• Document excerpt
○ ○ ○

Implementing a sequence to sequence timeseries forecasting model using a GRU with custom gru cells and layer cells with layer normalization

In [1]:
import numpy as np
import pandas as pd
import torch
import torch.nn as nn
from torch.utils.data import DataLoader, Dataset, Subset
import matplotlib.pyplot as plt
from utils.fetch_data import fetch_timeseries_data
from utils.load_data import TimeSeriesDataset
from utils.early_stopping import EarlyStopping
from utils.fetch_data import create_splits

In [2]:
torch.manual_seed(1)

<torch._C.Generator at 0x10e642110>

Get the data:

In [3]:
df = fetch_timeseries_data()

# create the training, validation, and test splits:
rail_train, rail_valid, rail_test = create_splits(df, attr='rail', train_ran=['2016-01','2024-12'],val_ran=['2025-01','2025-04'],test_ran=['2025-05'])

In [4]:
seq_length = 56
forecasting_horizon = 14

def create_x_chunks(ds):
    return [ds[i:i+seq_length] for i in range(len(ds)-seq_length-forecasting_horizon+1)]

def create_y_chunks(ds):
    y_chunks = []
    for i in range(len(ds)-seq_length-forecasting_horizon+1):
        seq_chunk = [ds[i+j+1:i+j+1+forecasting_horizon] for j in range(seq_length)] # for each element in the sequence, get the next 14 values
        y_chunks.append(seq_chunk)
    return y_chunks

In [6]:
train_x_chunks, train_y_chunks = create_x_chunks(rail_train.values.tolist()), create_y_chunks(rail_train.values.tolist())
valid_x_chunks, valid_y_chunks = create_x_chunks(rail_valid.values.tolist()), create_y_chunks(rail_valid.values.tolist())
test_x_chunks, test_y_chunks = create_x_chunks(rail_test.values.tolist()), create_y_chunks(rail_test.values.tolist())

In [7]:
train_x_chunks, train_y_chunks = torch.tensor(train_x_chunks), torch.tensor(train_y_chunks)
valid_x_chunks, valid_y_chunks = torch.tensor(valid_x_chunks), torch.tensor(valid_y_chunks)
test_x_chunks, test_y_chunks = torch.tensor(test_x_chunks), torch.tensor(test_y_chunks)

In [8]:
train_x_chunks.shape, train_y_chunks.shape

(torch.Size([3219, 56]), torch.Size([3219, 56, 14]))

In [9]:
class TsDataset(Dataset):
    def __init__(self, x_chunks, y_chunks):
        super().__init__()
        self.x_chunks = x_chunks.unsqueeze(2)
        self.y_chunks = y_chunks
    def __len__(self):
        return self.x_chunks.shape[0]
    def __getitem__(self, index):
        x,y = self.x_chunks[index,:,:], self.y_chunks[index,:,:]
        return x,y

In [10]:
train_ds = TsDataset(train_x_chunks, train_y_chunks)
val_ds = TsDataset(valid_x_chunks, valid_y_chunks)
test_ds = TsDataset(test_x_chunks, test_y_chunks)

In [11]:
train_dl = DataLoader(train_ds, batch_size=128, shuffle=True)
val_dl = DataLoader(val_ds, batch_size=128)
test_dl = DataLoader(test_ds, batch_size=1024)

In [12]:
torch.manual_seed(1)

○ ○ ○

Saved entries
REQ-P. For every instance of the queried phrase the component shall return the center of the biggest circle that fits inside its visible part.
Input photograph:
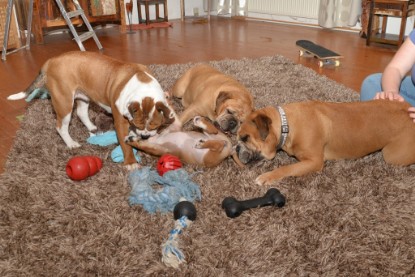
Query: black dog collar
(284, 128)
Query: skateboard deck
(324, 55)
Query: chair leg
(369, 27)
(147, 13)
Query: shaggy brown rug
(355, 218)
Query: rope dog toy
(184, 214)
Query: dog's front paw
(200, 143)
(130, 138)
(73, 145)
(266, 179)
(133, 166)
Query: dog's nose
(145, 136)
(232, 124)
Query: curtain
(339, 13)
(232, 7)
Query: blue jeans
(373, 84)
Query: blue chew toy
(176, 184)
(109, 138)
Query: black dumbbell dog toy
(234, 208)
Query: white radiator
(293, 8)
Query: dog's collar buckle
(284, 127)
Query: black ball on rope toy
(185, 208)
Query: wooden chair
(384, 9)
(147, 4)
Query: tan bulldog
(207, 92)
(314, 132)
(127, 90)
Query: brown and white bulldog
(317, 131)
(127, 90)
(207, 148)
(207, 92)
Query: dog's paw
(200, 143)
(130, 138)
(73, 145)
(266, 179)
(198, 122)
(133, 166)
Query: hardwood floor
(185, 42)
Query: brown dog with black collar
(127, 90)
(207, 92)
(317, 131)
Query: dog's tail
(33, 90)
(235, 157)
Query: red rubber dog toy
(168, 162)
(81, 167)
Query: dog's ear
(263, 124)
(133, 108)
(167, 113)
(222, 97)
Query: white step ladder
(78, 12)
(66, 15)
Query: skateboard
(324, 55)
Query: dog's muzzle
(136, 134)
(229, 124)
(246, 155)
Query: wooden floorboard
(189, 42)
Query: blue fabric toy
(109, 138)
(176, 185)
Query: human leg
(407, 90)
(370, 86)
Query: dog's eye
(244, 138)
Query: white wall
(394, 25)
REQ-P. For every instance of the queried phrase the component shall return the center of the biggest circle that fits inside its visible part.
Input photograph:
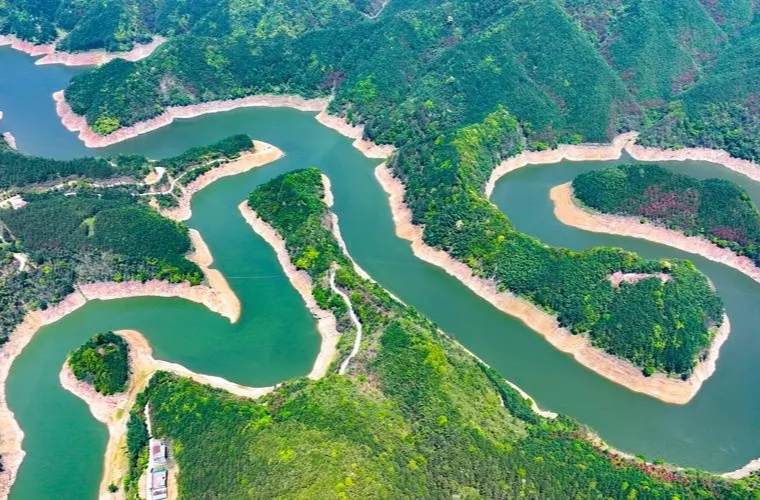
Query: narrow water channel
(276, 338)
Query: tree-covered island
(718, 210)
(416, 416)
(103, 363)
(89, 220)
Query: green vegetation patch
(103, 363)
(416, 417)
(658, 326)
(716, 209)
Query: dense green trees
(119, 25)
(568, 70)
(444, 181)
(719, 210)
(102, 362)
(19, 170)
(227, 149)
(417, 416)
(88, 233)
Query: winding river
(276, 337)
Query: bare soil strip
(659, 386)
(113, 411)
(216, 296)
(90, 58)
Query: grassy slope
(416, 418)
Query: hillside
(681, 72)
(415, 417)
(86, 232)
(102, 362)
(719, 210)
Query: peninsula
(93, 218)
(431, 418)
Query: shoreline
(113, 411)
(78, 124)
(570, 213)
(658, 386)
(263, 154)
(221, 301)
(10, 140)
(88, 58)
(301, 281)
(613, 151)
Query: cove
(276, 338)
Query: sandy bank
(10, 140)
(744, 167)
(581, 152)
(356, 132)
(301, 281)
(90, 58)
(570, 213)
(612, 151)
(263, 154)
(619, 371)
(76, 123)
(113, 411)
(216, 296)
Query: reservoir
(276, 338)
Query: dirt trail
(263, 154)
(301, 281)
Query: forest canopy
(568, 70)
(444, 182)
(716, 209)
(103, 363)
(415, 413)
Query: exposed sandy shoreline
(76, 123)
(217, 296)
(581, 152)
(658, 386)
(614, 150)
(90, 58)
(570, 213)
(113, 411)
(263, 154)
(301, 281)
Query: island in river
(405, 389)
(446, 60)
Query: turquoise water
(276, 338)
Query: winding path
(354, 319)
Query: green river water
(276, 338)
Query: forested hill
(444, 182)
(685, 72)
(415, 417)
(84, 232)
(716, 209)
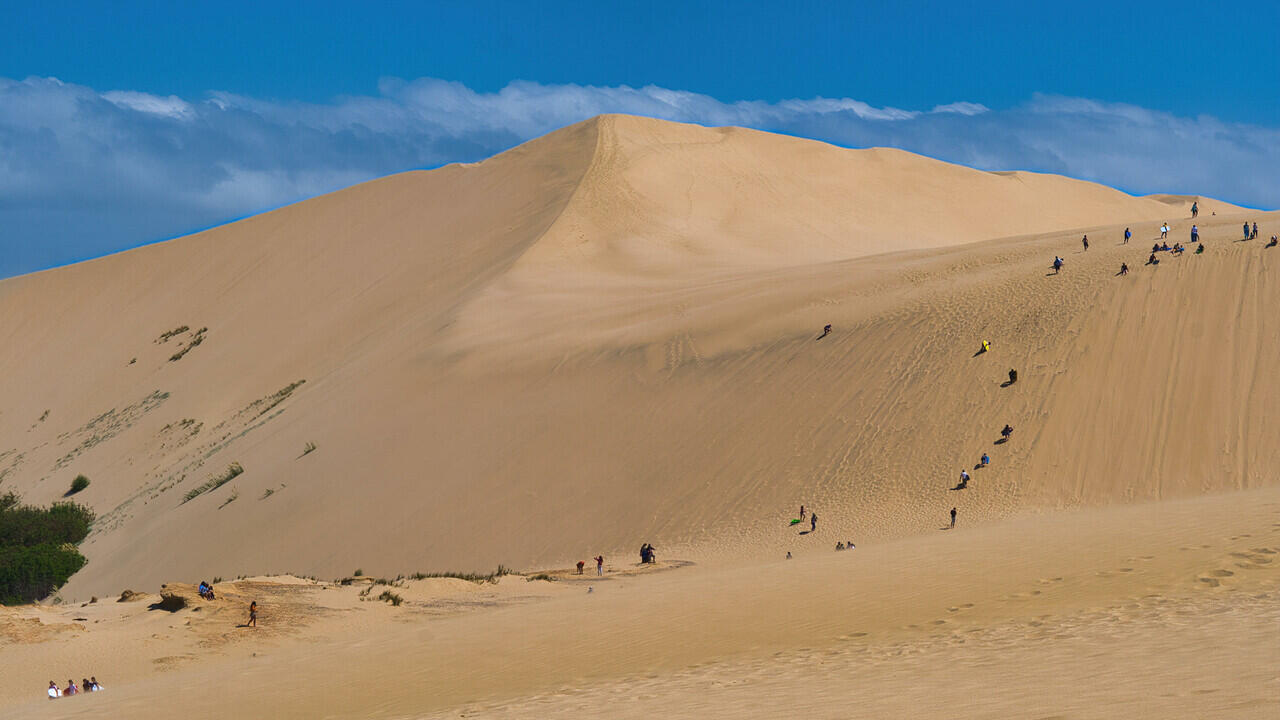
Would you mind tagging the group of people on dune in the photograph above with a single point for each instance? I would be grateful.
(87, 686)
(1249, 232)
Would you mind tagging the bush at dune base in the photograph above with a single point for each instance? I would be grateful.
(37, 547)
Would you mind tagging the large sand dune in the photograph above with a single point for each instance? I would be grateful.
(606, 336)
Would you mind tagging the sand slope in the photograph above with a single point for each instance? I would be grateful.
(607, 336)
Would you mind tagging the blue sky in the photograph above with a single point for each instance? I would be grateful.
(165, 119)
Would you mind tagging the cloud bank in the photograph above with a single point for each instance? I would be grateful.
(86, 172)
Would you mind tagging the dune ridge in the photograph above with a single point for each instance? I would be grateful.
(606, 337)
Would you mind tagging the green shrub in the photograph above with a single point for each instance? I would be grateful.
(37, 547)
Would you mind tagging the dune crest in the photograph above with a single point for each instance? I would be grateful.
(607, 336)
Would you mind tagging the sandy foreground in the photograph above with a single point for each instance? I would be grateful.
(1155, 610)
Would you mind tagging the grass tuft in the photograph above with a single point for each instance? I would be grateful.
(472, 577)
(214, 483)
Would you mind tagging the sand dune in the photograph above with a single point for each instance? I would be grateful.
(607, 336)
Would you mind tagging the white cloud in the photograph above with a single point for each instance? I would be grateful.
(170, 106)
(85, 172)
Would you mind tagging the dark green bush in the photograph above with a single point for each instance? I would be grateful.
(37, 547)
(31, 573)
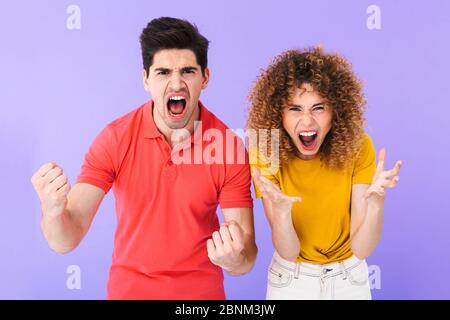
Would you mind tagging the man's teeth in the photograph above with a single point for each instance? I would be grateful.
(177, 98)
(307, 134)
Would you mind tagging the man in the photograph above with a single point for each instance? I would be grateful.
(168, 243)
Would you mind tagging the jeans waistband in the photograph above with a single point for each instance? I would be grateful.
(318, 270)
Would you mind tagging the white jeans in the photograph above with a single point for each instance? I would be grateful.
(343, 280)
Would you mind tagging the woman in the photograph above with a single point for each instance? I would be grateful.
(325, 203)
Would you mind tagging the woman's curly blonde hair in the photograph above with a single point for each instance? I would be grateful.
(332, 77)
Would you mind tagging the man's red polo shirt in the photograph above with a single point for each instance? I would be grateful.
(165, 211)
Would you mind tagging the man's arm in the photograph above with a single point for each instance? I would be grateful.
(67, 213)
(233, 247)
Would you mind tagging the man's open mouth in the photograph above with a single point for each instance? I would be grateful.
(308, 139)
(176, 105)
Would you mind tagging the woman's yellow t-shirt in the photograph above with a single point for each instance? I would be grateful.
(322, 219)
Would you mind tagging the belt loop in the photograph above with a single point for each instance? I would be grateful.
(343, 270)
(297, 270)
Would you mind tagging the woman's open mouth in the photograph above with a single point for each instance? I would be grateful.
(308, 139)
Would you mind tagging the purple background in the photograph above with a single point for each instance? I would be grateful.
(59, 87)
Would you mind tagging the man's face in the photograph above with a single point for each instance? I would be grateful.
(175, 81)
(307, 120)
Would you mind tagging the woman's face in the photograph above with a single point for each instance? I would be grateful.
(307, 120)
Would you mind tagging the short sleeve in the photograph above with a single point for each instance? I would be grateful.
(235, 192)
(257, 160)
(365, 165)
(98, 167)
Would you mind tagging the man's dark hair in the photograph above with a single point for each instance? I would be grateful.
(171, 33)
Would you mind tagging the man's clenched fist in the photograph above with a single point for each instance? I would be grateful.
(226, 246)
(52, 186)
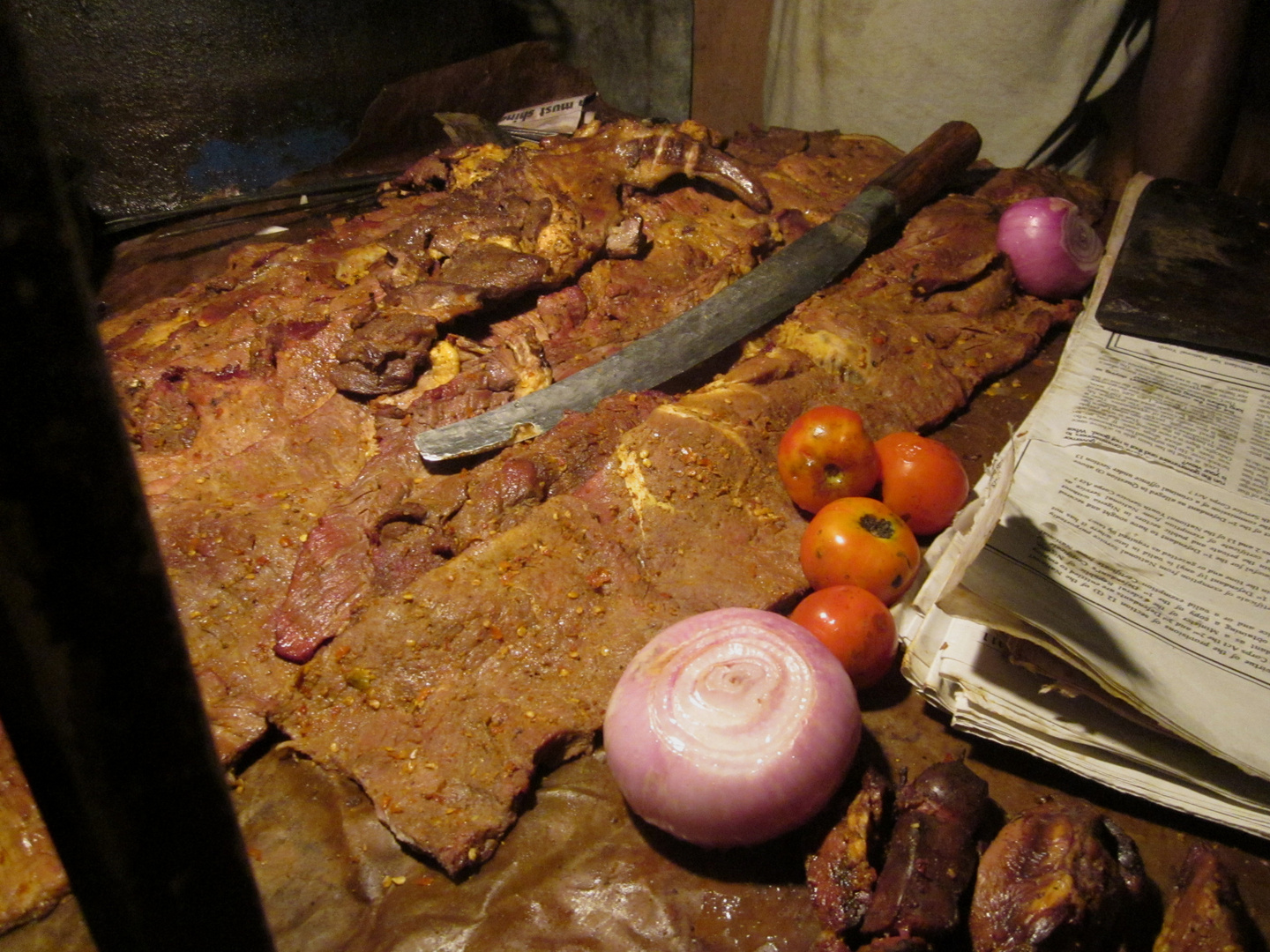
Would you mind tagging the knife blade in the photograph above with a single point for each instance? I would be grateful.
(785, 279)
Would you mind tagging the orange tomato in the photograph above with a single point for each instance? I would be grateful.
(855, 626)
(923, 481)
(826, 455)
(859, 541)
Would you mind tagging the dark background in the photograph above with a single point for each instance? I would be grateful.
(155, 103)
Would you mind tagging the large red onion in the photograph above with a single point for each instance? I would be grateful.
(732, 727)
(1054, 251)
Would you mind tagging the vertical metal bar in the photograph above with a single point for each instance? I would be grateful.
(95, 686)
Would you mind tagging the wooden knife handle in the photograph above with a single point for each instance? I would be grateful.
(918, 176)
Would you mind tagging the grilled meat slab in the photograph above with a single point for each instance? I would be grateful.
(288, 509)
(839, 874)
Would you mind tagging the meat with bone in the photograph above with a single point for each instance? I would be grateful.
(1059, 877)
(1206, 913)
(841, 873)
(244, 439)
(931, 856)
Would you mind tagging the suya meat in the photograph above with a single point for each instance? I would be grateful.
(1058, 877)
(840, 874)
(932, 854)
(1206, 913)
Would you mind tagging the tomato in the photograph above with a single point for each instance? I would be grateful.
(855, 626)
(859, 541)
(923, 480)
(826, 455)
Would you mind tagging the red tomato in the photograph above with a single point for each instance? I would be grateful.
(855, 626)
(826, 455)
(859, 541)
(923, 480)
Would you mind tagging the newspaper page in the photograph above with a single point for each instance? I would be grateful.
(1131, 539)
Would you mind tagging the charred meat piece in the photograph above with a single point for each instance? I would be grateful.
(839, 874)
(931, 857)
(1206, 913)
(1058, 877)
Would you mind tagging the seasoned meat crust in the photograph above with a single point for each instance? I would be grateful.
(474, 625)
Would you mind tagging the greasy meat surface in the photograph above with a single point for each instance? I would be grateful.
(931, 856)
(1059, 877)
(840, 874)
(1206, 913)
(476, 623)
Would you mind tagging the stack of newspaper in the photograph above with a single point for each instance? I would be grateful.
(1105, 600)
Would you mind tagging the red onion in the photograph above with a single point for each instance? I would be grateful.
(1054, 251)
(732, 727)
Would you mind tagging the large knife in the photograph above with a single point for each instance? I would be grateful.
(788, 277)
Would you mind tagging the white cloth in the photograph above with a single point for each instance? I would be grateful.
(898, 69)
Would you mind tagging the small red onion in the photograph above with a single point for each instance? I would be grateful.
(732, 727)
(1054, 251)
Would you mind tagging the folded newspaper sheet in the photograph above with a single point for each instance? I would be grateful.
(1105, 603)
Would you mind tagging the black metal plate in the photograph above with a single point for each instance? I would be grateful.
(1194, 270)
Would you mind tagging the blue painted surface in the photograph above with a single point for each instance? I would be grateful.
(262, 161)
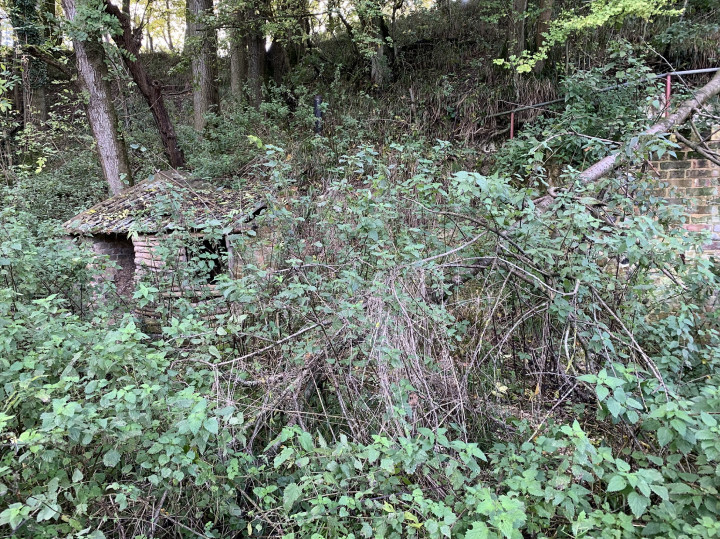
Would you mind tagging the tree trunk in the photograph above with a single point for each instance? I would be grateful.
(238, 62)
(611, 162)
(25, 18)
(168, 26)
(517, 39)
(546, 7)
(256, 66)
(130, 41)
(203, 47)
(93, 73)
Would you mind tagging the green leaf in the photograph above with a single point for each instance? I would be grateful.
(616, 484)
(665, 436)
(211, 425)
(614, 407)
(638, 503)
(111, 458)
(660, 491)
(290, 495)
(479, 530)
(285, 454)
(306, 441)
(48, 511)
(708, 419)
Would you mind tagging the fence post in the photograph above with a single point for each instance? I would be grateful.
(317, 109)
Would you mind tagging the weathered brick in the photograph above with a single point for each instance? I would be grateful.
(697, 192)
(703, 182)
(674, 165)
(675, 175)
(697, 227)
(697, 173)
(701, 220)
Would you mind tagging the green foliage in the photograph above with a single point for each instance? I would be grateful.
(599, 13)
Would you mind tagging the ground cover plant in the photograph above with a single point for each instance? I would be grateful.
(432, 331)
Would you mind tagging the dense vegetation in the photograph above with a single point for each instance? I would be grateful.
(452, 334)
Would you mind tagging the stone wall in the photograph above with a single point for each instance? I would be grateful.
(694, 181)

○ ○ ○

• List of tasks
A. Transcribe the portion of the GRU forecasting notebook between "self.y_chunks = y_chunks" and "train_ds = TsDataset(train_x_chunks, train_y_chunks)", inclusive.
B. In the GRU forecasting notebook, what value is assigned to the forecasting horizon?
C. Decide whether each statement agrees with the GRU forecasting notebook. Answer yes or no, and quote the words that decide it.
(i) The test data loader uses a batch size of 1024.
(ii) The sequence length is set to 28.
(iii) The training split runs through December 2024.

• List of solutions
A.
self.y_chunks = y_chunks
    def __len__(self):
        return self.x_chunks.shape[0]
    def __getitem__(self, index):
        x,y = self.x_chunks[index,:,:], self.y_chunks[index,:,:]
        return x,y

In [10]:
train_ds = TsDataset(train_x_chunks, train_y_chunks)

B. 14

C.
(i) Yes: "test_dl = DataLoader(test_ds, batch_size=1024)"
(ii) No: "seq_length = 56"
(iii) Yes: "train_ran=['2016-01','2024-12']"